> **Activity**
Write the entries again exactly, with no line missing.

> **Data entries**

——

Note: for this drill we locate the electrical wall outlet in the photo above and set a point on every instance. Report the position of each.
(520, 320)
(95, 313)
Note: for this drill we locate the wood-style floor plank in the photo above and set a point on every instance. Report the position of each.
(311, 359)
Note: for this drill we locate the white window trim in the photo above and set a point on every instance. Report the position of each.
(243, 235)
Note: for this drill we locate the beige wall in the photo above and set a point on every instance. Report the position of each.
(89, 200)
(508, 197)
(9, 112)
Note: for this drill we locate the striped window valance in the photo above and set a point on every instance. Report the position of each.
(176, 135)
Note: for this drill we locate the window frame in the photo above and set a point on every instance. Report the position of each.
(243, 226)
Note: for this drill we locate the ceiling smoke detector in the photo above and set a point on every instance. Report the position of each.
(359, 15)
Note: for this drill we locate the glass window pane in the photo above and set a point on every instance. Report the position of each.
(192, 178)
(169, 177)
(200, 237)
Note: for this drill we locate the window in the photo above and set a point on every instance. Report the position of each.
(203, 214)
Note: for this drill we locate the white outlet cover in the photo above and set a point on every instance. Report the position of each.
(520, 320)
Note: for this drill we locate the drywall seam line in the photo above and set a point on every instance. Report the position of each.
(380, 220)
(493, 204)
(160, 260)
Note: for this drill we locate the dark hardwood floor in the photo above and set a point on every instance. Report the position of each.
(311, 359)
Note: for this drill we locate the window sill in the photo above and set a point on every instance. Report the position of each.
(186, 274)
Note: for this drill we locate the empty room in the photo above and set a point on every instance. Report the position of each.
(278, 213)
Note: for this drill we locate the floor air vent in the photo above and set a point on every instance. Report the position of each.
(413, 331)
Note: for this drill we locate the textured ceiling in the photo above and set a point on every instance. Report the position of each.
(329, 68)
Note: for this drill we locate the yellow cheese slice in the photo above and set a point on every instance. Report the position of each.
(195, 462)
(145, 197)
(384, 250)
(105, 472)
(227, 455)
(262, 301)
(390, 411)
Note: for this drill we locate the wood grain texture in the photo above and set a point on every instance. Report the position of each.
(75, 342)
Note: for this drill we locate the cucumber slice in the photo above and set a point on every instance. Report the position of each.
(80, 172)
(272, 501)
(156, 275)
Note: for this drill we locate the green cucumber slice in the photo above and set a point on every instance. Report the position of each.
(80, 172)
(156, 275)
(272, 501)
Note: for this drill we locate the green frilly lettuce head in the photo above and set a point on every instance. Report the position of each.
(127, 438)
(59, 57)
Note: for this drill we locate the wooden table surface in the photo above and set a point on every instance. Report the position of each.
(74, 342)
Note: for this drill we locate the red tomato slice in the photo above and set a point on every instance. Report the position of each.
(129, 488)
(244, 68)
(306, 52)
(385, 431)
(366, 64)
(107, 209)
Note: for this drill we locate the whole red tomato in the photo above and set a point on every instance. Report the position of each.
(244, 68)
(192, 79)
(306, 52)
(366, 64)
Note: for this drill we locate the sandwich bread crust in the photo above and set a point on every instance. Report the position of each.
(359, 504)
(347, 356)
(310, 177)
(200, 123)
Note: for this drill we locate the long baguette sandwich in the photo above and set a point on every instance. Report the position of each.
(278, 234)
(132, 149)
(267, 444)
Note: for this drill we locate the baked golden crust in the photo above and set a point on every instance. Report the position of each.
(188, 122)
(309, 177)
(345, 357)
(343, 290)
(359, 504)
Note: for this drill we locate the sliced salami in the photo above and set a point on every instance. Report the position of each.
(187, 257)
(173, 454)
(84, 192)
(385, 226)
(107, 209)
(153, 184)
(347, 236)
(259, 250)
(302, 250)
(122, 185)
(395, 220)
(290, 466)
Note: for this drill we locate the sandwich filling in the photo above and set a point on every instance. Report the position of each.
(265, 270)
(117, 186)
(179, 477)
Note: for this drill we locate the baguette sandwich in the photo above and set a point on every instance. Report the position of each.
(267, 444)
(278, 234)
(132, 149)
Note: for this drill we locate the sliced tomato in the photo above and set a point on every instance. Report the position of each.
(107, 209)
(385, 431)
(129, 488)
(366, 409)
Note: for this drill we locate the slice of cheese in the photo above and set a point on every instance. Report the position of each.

——

> **Reply to the task**
Note: for this drill we locate the electrical wall outlet in the photo above and set a point on every instance. Report the position of each.
(520, 320)
(95, 313)
Note: for this drill we locate the wood-style floor plank in the photo above and set a point on every instance. Report the position of each.
(311, 359)
Note: for this drill we locate the white window trim in the photo above and set a point on every instance. Report the position of each.
(243, 235)
Note: for this drill we locate the beige wall in the photo above and set a point on every instance. Report the position of each.
(89, 200)
(508, 197)
(9, 112)
Note: for this drill we locate the striped window valance in the photo above and set a point on every instance. Report the position of each.
(176, 135)
Note: for this drill we locate the window frame in the photo above and set a point on every instance. Report the position of each.
(243, 226)
Note: for this drill we locate the ceiling smoke detector in the photo above and set a point on every instance. Report the position of each.
(359, 15)
Note: for this drill we locate the glass window pane in the photo above and set a point on every instance. Report the position of each.
(192, 178)
(169, 177)
(200, 237)
Note: for this drill we locate the window in the photo above and set a point on every instance. Report the position of each.
(203, 214)
Note: for this drill we locate the white outlet cover in the photo above and set a point on every instance. Report the position of each.
(520, 320)
Note: for this drill we locate the drywall seam line in the photo above and set a point on every instance. Report the position of each.
(380, 220)
(493, 204)
(160, 260)
Note: for this drill we locate the dark hardwood floor in the photo above and set a point on every instance. Report the position of each.
(311, 359)
Note: for this drill we locate the window sill in the photo above and set a point on every instance. Report the position of each.
(186, 274)
Note: for this drill we locate the empty room in the photo above and set a point on every instance. Report the position of each.
(278, 213)
Note: for this drill we locate the floor air vent in the photo above and set a point on every instance. Report the position of each.
(413, 331)
Note: for this drill we locate the textured ceiling in the photo above and set a point on every instance. Report the position of each.
(329, 68)
Note: for this drill we locate the yellow cheese slice in the photo above and set a point on every instance. Report the position of each.
(195, 462)
(145, 197)
(384, 250)
(105, 472)
(227, 455)
(262, 301)
(390, 411)
Note: for this drill we locate the wood grain texture in the photo above and set a point on every instance. Report the position of each.
(75, 342)
Note: for this drill we locate the cucumber slice in the photo above and set a point on every instance. Report the position of each.
(80, 172)
(272, 501)
(156, 275)
Note: for this drill we locate the green cucumber slice in the photo above and set a point on every instance. Report the position of each.
(80, 172)
(156, 275)
(272, 501)
Note: for this drill we locate the green frilly lettuce head in the photo above and set a point on every instance. Report the position of each.
(127, 438)
(59, 57)
Note: for this drill we locate the wooden table surface in the photo above and set a point on every instance. Report the position of each.
(74, 342)
Note: for this drill we locate the red tomato slice in the photo above and set a point on every instance. Report the position of each.
(129, 488)
(244, 68)
(306, 52)
(385, 431)
(366, 64)
(107, 209)
Note: for this drill we locate the whole red tomato in the photo above and set a point on every instance. Report the position of each.
(244, 68)
(192, 79)
(306, 52)
(366, 64)
Note: for this drill we locate the sandwich bread crust in the photo above and set a point on every instance. Report the position of each.
(359, 504)
(347, 356)
(310, 177)
(200, 123)
Note: for this drill we locate the long baguette sandwich in the photo above and set a point on every instance. Report the position of each.
(278, 234)
(132, 149)
(267, 444)
Note: for this drill we locate the baked golden crust in the photo above and set a point on every instance. Report the position of each.
(188, 122)
(309, 177)
(345, 357)
(343, 290)
(359, 504)
Note: for this drill we locate the sliced salami in the photo above and set a point on every instance. Report the position of each.
(187, 257)
(173, 454)
(84, 192)
(385, 226)
(107, 209)
(153, 184)
(347, 236)
(259, 250)
(302, 250)
(122, 185)
(395, 220)
(290, 466)
Note: for this drill we locate the sandwich filling in the photo above and set a point on every instance. Report the position of each.
(265, 270)
(117, 186)
(179, 477)
Note: for this drill we locate the baguette sandwich in the photo above and set a point on every instance. Report the position of each.
(267, 444)
(278, 234)
(132, 149)
Note: for this drill we locate the sliced tomato in the photo above and set a point on every instance. Report the position of each.
(107, 209)
(385, 431)
(129, 488)
(366, 409)
Note: for this drill we locate the slice of cheese in the photo above and set a point on every instance. Report the position of each.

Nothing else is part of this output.